Adding salt to the wound is the lackluster performance from Bulldozer, the successor to the K10.5, where the chip is unable to deliver performance equivalence to Sandy Bridge. Even worse, it also performed worse than AMD’s own outgoing Phenom processors under certain workloads. By now, we are not expecting AMD to release anything that is going to rock the CPU world and claim the fastest processor title. CPU architectures take years to develop and as we can see with mobile and desktop APUs and CPUs, AMD is going to use Bulldozer’s two integer unit plus one floating point unit design for the foreseeable future until the next architecture design.
What AMD can do right now is improve on its architecture and hopefully it is able to keep up and deliver a good performance gain (especially in the single thread department) so that it can at least put some pressure on Intel. After all, healthy competition always drives innovation. And for consumers, having AMD putting pressure on Intel would also help to drive the prices down.

§ Objective 1
Answer these about the passage on AMD's Bulldozer:
(a) Which chip does Bulldozer succeed?
(b) What unit design is AMD expected to keep using until its next architecture?
(c) What effect on prices would AMD putting pressure on Intel help bring about for consumers?
§ Objective 2
Write out the passage on AMD's Bulldozer from "Adding salt to" to "next architecture design.", switching "Sandy Bridge" to "Ivy Bridge".

§ Data lines
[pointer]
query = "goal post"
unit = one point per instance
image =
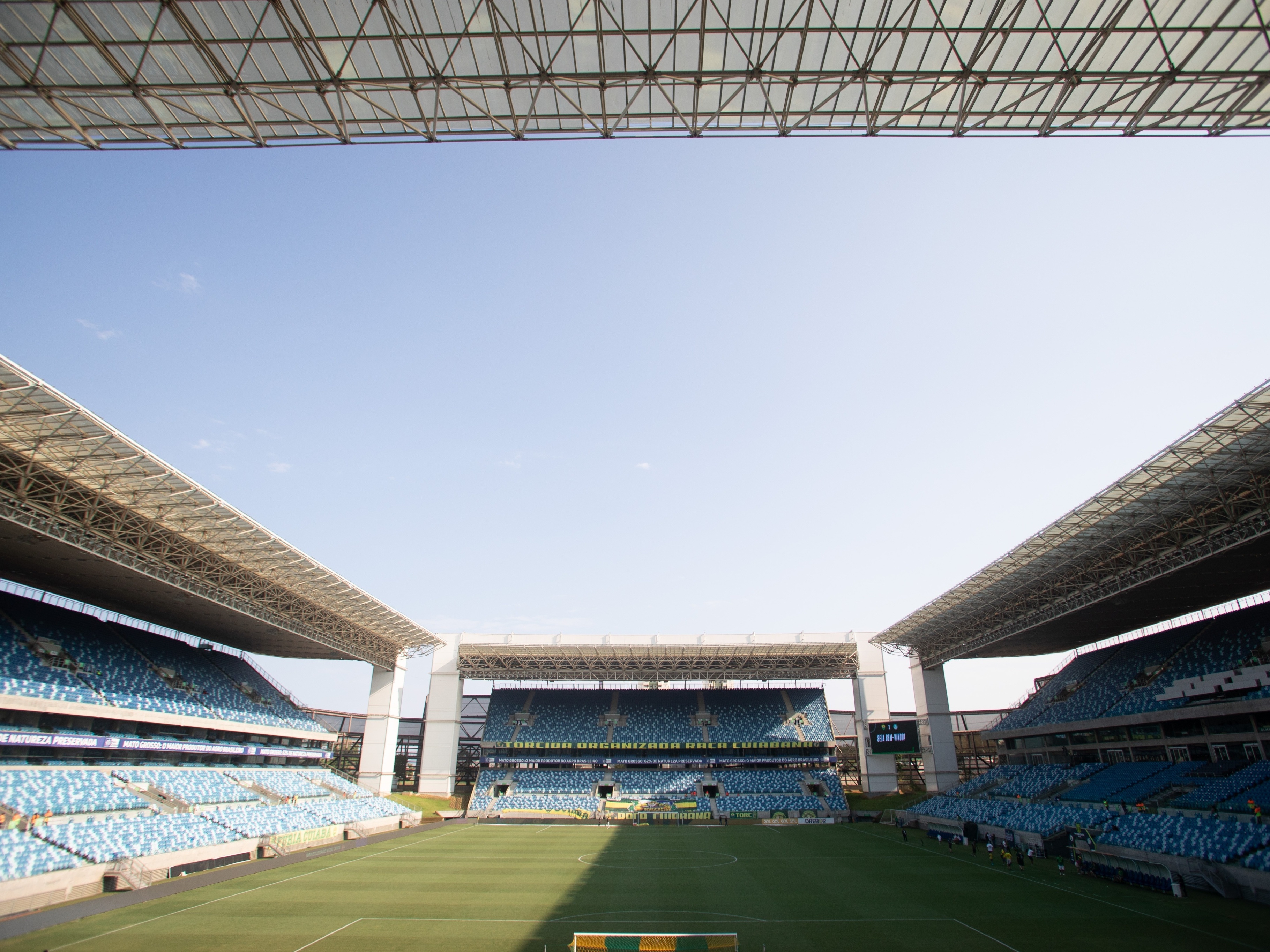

§ Final answer 1
(a) The K10.5.
(b) Two integer units plus one floating point unit.
(c) It would help drive prices down.

§ Final answer 2
Adding salt to the wound is the lackluster performance from Bulldozer, the successor to the K10.5, where the chip is unable to deliver performance equivalence to Ivy Bridge. Even worse, it also performed worse than AMD’s own outgoing Phenom processors under certain workloads. By now, we are not expecting AMD to release anything that is going to rock the CPU world and claim the fastest processor title. CPU architectures take years to develop and as we can see with mobile and desktop APUs and CPUs, AMD is going to use Bulldozer’s two integer unit plus one floating point unit design for the foreseeable future until the next architecture design.